* **WRITTEN INSTRUCTION A**: In the records, please format the lines from the line with "the white radiator?" to the line with "[[[0,99],[0,132],[8,131],[35,107],[32,96]]]" as a JSON list of strings, one string per line, with blank lines left out.
------------------------
External Issue: array operations: time

19636, "annacfs", "array operations: time", "2022-04-15T17:06:03Z"

Resume

I'm implementing finite volume code to solve navier stokes equations. The objective of this work is to test the chapel language for a fluid mechanics solution.

Array loops consume a lot of simulation time compared to fortran. Is there an efficient method in the chapel?

`
For example:
In chapel:


       use LinearAlgebra;
        use Time;
	var runtime: Timer;
	 
	param Lx = 1.0, Ly = 1.0 : real;				// Comprimento do dominio na direcao x e y
	param Nx = 20, Ny = 20 : int;					// Numero de celulas na direcao x e y
	param dx = Lx/Nx, dy = Ly/Ny : real; 			// Comprimento do volume finito em x e y
	param u0 = 1.0 : real;                 				// Velocidade na tampa
	param vkinem = 1E-2 : real;             			// Viscosidade cinematica (mi/rho)
------------------------
* **WRITTEN INSTRUCTION B**: List every name declared with param in the Chapel code of the forum post.

* **DATA PROVIDED**:
------------------------
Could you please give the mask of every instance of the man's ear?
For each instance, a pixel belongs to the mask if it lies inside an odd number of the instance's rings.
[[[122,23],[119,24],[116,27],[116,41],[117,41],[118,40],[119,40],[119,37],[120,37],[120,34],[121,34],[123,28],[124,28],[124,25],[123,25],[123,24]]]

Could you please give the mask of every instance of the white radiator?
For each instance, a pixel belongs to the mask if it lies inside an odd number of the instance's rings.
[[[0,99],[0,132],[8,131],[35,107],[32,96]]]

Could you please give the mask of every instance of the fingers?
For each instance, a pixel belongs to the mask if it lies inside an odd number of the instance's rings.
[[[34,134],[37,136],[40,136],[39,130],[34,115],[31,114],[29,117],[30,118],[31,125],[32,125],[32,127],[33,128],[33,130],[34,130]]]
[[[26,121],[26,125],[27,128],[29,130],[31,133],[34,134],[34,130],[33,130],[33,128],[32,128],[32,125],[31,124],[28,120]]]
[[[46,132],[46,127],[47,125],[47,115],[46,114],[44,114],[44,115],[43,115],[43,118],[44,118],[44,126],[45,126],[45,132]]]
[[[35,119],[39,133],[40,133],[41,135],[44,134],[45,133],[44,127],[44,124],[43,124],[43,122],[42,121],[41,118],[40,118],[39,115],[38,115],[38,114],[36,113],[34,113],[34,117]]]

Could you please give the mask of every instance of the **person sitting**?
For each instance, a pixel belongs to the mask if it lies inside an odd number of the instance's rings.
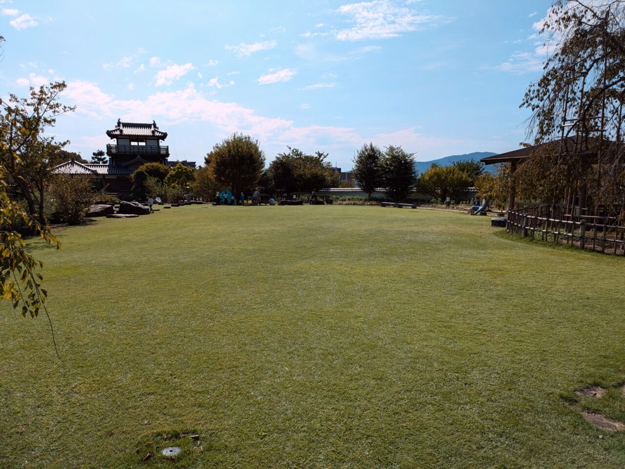
[[[473,207],[472,207],[472,209]],[[479,207],[474,210],[473,213],[471,215],[478,215],[482,212],[486,212],[488,210],[488,199],[484,197],[482,199],[482,204]]]

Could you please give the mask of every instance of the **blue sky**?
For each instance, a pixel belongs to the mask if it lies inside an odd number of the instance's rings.
[[[1,96],[63,79],[55,129],[85,157],[118,117],[156,120],[172,159],[235,131],[345,169],[365,142],[419,160],[508,151],[544,60],[549,0],[0,2]]]

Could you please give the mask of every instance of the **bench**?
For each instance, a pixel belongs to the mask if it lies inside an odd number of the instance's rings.
[[[382,202],[382,203],[380,204],[380,205],[382,206],[382,207],[396,207],[398,209],[402,209],[402,208],[416,209],[417,208],[417,204],[396,204],[396,203],[394,203],[393,202]]]

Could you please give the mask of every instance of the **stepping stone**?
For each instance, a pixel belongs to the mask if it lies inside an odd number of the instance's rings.
[[[625,424],[621,423],[620,422],[608,420],[600,413],[582,412],[581,414],[582,417],[586,419],[587,421],[595,427],[598,427],[599,428],[609,430],[610,432],[614,432],[617,430],[625,430]]]
[[[577,390],[575,393],[578,396],[595,397],[598,399],[603,397],[603,395],[606,393],[606,390],[601,386],[589,386],[588,388]]]

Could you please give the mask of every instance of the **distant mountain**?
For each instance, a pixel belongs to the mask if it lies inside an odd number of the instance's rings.
[[[431,161],[418,161],[414,164],[414,167],[419,171],[419,174],[422,174],[429,169],[432,163],[436,163],[441,166],[448,166],[456,161],[471,159],[478,161],[482,158],[486,158],[487,156],[492,156],[496,154],[496,153],[493,153],[492,152],[473,152],[472,153],[467,153],[464,155],[452,155],[451,156],[439,158],[438,160],[432,160]],[[486,166],[486,169],[487,171],[494,170],[494,168],[492,166]]]

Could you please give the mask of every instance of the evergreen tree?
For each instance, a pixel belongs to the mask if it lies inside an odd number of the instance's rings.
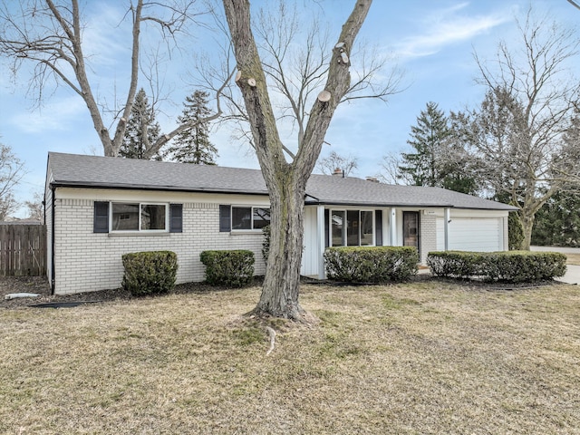
[[[580,188],[556,193],[536,213],[532,244],[580,246]]]
[[[155,121],[153,108],[141,88],[135,95],[119,156],[125,159],[145,159],[145,152],[157,140],[160,131],[160,127]],[[153,159],[161,160],[159,153]]]
[[[178,118],[180,124],[191,122],[193,127],[176,136],[175,142],[168,149],[169,159],[196,165],[215,165],[218,150],[209,141],[209,124],[204,122],[211,111],[208,107],[209,94],[196,91],[186,97],[183,114]]]
[[[414,186],[440,186],[441,177],[438,157],[443,141],[450,134],[447,117],[435,102],[428,102],[427,110],[417,117],[417,125],[411,128],[407,143],[415,149],[413,153],[402,153],[399,166],[401,176]]]

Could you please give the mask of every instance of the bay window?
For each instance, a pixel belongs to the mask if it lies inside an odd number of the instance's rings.
[[[330,213],[333,246],[374,245],[372,210],[332,210]]]

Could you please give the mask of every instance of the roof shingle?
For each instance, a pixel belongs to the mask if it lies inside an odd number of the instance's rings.
[[[50,152],[54,187],[138,188],[267,195],[258,169]],[[356,178],[313,174],[306,204],[372,207],[516,208],[441,188],[392,186]]]

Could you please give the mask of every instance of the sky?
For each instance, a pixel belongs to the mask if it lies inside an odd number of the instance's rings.
[[[7,3],[15,7],[19,2]],[[125,3],[82,2],[92,88],[100,102],[113,107],[115,98],[127,86],[130,51],[124,42]],[[252,7],[257,9],[264,3],[253,1]],[[297,0],[298,12],[304,14],[301,20],[307,23],[312,14],[318,14],[321,28],[328,25],[333,42],[353,4],[353,0]],[[375,47],[376,55],[387,58],[387,65],[401,72],[401,92],[386,103],[367,99],[339,106],[321,157],[335,151],[356,158],[358,168],[353,176],[377,176],[382,171],[384,156],[411,150],[406,143],[411,127],[416,125],[427,102],[436,102],[446,113],[477,106],[485,88],[476,81],[474,53],[480,59],[492,60],[500,41],[508,46],[517,44],[516,18],[523,19],[530,5],[541,16],[552,17],[550,21],[578,27],[580,11],[566,0],[375,0],[357,40]],[[217,36],[201,27],[182,40],[179,50],[159,44],[154,35],[144,33],[143,46],[154,46],[161,55],[158,71],[164,100],[157,120],[162,131],[168,131],[175,128],[185,97],[197,89],[192,78],[195,56],[208,53],[203,62],[212,64],[220,52],[214,45]],[[580,57],[575,62],[573,68],[580,71]],[[0,59],[0,142],[11,147],[24,163],[26,174],[14,190],[16,198],[32,200],[34,193],[44,191],[49,151],[102,155],[102,146],[84,102],[66,86],[49,82],[41,107],[34,107],[34,93],[29,92],[31,69],[24,65],[14,78],[6,59]],[[145,86],[144,82],[140,84]],[[292,143],[295,137],[292,126],[286,123],[279,128],[284,140]],[[218,150],[218,165],[259,169],[249,147],[232,137],[227,125],[215,125],[210,140]],[[15,216],[25,218],[25,208]]]

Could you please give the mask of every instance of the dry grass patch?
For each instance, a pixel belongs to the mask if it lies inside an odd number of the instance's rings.
[[[304,285],[3,310],[0,433],[580,433],[580,293]]]

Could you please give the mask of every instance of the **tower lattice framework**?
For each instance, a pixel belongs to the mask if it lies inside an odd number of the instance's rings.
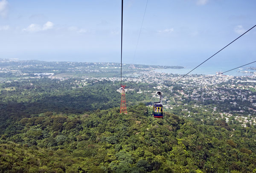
------------------------
* **REPLY A**:
[
  "Could you please give the mask of every instance of the white radiator?",
  "For each instance, a pixel belongs to the mask if it lies inside an odd number of the instance's rings.",
  "[[[0,99],[0,132],[8,131],[35,107],[32,96]]]"
]

* **REPLY B**: Lx, Ly, Nx, Ny, dx, dy, u0, vkinem